• CHECK YOUR UNDERSTANDING:
A. Summarize the passage on emotional freefall in two sentences.
B. Reproduce everything in the emotional freefall passage from "I used to look" down to "could possibly imagine.".

• PROVIDED PASSAGE:
If I say I have real feelings -- I still remember -- what will you say?
I used to look at life in one way; then started to look at in an utterly different manner. What changed? All that empty space in the sky? I’m not entirely sure.
Emotional freefall.
I used to let myself leap off various intellectual cliffs, with little or no regard to the fact I might not ever come down. Groundedness was not something I particularly desired – to be weighted down without those soaring thoughts that took me out to distant planets seemed to be one of the saddest facts of consciousness one could possibly imagine.
There are still things I won’t tell anyone. I won’t share the night panics, the dark fears in the middle of the night, the refusal to let anyone ever enter my home or my apartment unless it was to clean, repair, or to go with me as I grabbed my keys, purse, and computer on the way to a road trip of the mind.

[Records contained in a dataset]
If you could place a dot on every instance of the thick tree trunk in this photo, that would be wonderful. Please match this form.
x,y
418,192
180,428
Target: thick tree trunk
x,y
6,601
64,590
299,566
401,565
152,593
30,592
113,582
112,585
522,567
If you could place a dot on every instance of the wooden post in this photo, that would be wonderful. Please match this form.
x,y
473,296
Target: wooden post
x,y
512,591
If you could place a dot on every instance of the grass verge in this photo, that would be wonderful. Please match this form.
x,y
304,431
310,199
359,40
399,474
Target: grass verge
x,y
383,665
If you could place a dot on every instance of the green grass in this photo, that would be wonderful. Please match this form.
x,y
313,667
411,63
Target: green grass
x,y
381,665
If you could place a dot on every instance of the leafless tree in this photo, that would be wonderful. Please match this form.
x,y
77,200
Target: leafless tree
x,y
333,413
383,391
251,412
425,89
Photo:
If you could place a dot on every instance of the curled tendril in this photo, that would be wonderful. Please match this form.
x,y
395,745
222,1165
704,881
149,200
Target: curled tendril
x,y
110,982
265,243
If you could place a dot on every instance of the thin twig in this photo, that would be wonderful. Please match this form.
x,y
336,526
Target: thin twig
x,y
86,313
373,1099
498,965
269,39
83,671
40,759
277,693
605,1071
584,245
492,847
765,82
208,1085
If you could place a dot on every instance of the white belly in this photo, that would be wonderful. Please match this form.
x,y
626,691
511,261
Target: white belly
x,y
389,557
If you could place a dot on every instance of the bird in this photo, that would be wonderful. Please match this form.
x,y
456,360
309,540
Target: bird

• ANSWERS FOR THIS EXERCISE:
A. The writer describes moving from one way of looking at life to an utterly different one, without being entirely sure what changed. They once leapt off intellectual cliffs with little regard for coming down and saw groundedness as one of the saddest facts of consciousness, yet there are still things they won't tell anyone, such as night panics and a refusal to let anyone into their home except to clean, repair, or leave on a road trip of the mind.

B.
I used to look at life in one way; then started to look at in an utterly different manner. What changed? All that empty space in the sky? I’m not entirely sure.
Emotional freefall.
I used to let myself leap off various intellectual cliffs, with little or no regard to the fact I might not ever come down. Groundedness was not something I particularly desired – to be weighted down without those soaring thoughts that took me out to distant planets seemed to be one of the saddest facts of consciousness one could possibly imagine.